### EXTRACTED INFORMATION
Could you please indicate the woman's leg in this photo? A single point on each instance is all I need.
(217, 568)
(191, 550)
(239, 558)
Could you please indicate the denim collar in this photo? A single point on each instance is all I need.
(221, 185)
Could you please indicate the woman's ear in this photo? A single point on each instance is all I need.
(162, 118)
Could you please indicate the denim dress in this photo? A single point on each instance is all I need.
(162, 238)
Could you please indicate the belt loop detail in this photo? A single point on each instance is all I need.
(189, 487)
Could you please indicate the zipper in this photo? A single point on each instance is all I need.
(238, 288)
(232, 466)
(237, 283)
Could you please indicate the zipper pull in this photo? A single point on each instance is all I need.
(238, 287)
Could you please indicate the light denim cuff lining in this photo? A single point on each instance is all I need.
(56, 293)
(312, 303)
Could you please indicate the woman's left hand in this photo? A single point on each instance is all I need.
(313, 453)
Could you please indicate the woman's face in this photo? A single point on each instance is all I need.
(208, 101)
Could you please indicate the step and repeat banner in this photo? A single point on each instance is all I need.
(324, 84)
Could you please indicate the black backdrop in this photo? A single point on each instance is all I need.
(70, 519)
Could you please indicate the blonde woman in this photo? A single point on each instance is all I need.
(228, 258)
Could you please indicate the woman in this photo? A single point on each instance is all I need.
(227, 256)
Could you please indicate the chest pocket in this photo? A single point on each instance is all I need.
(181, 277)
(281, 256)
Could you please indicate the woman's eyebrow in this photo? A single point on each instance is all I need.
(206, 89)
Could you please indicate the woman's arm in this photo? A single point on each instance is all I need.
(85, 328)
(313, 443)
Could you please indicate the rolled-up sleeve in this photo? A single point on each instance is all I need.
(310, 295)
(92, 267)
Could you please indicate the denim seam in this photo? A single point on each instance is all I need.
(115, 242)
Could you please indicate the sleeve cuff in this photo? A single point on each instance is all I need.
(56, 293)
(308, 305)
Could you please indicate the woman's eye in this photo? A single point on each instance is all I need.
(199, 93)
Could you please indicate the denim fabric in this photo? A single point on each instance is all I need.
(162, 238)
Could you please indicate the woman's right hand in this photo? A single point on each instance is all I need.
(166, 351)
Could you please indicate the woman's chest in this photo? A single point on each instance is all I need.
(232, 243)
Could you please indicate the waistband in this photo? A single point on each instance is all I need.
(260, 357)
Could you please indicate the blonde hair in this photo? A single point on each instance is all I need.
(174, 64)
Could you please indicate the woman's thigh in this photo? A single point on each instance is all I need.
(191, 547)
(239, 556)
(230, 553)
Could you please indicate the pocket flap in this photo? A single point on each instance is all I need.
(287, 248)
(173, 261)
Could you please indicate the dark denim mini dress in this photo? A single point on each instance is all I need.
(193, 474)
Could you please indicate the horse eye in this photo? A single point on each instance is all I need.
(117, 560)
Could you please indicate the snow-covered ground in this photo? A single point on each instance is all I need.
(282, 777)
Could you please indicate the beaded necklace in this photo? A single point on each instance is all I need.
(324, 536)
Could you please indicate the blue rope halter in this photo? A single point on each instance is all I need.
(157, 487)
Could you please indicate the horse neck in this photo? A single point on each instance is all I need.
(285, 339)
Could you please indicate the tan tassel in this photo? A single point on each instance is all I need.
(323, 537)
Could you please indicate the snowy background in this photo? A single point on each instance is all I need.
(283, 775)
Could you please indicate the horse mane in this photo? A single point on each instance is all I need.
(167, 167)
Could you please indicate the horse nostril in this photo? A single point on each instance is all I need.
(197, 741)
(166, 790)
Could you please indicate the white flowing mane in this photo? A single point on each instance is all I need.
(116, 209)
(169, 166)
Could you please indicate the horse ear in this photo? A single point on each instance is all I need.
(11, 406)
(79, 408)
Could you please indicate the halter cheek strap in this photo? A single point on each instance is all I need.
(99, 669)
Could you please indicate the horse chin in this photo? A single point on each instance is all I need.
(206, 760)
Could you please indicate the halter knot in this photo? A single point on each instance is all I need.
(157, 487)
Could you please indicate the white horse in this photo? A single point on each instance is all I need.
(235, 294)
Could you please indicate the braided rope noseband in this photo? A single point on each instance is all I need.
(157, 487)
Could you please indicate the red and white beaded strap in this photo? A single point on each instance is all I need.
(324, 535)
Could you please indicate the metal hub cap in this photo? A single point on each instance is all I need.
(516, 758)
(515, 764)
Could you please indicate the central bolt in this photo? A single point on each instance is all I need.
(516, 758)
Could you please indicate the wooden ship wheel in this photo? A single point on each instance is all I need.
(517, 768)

### REQUEST
Output the line that contains "Could you please indicate the tan", followed by every later line in the listing, with no line omitted and none added.

### ANSWER FOR THE TASK
Could you please indicate the tan tassel in this photo? A single point on each instance is all I need.
(323, 537)
Could you please indicate the snowy background in this photo? A single point on each instance is all I need.
(283, 775)
Could you please indicate the horse mane in this photo? A single point on each instance is all I need.
(167, 167)
Could you please indicate the horse nostril in this photo? A single point on each instance is all I need.
(197, 741)
(166, 790)
Could you please indicate the white flowing mane in this photo? A single point on each instance is all I need.
(116, 209)
(169, 166)
Could you please indicate the horse ear in this photo? A single point on each instance is all I need.
(11, 406)
(79, 408)
Could you please indicate the halter cheek strap in this photo? A single point on each instance is all I need.
(99, 669)
Could you please indicate the horse chin in this photo? A single point on each instance is all I need.
(206, 760)
Could you please indicate the halter knot in this photo? A single point on each instance is all I need.
(157, 487)
Could you please indicate the white horse in this photo? A single point on each instance is all I need.
(235, 294)
Could you please indicate the braided rope noseband in this photo? A single point on each instance is all I need.
(157, 487)
Could you please indicate the red and white beaded strap in this photo? A single point on each instance is all I need.
(324, 535)
Could you please indicate the metal hub cap in this photo? A single point on each instance is all I need.
(516, 758)
(515, 764)
Could you please indicate the central bolt in this photo? A single point on each instance is all I need.
(516, 758)
Could you please indicate the wooden ship wheel in this photo? A single point on each instance is all I need.
(517, 768)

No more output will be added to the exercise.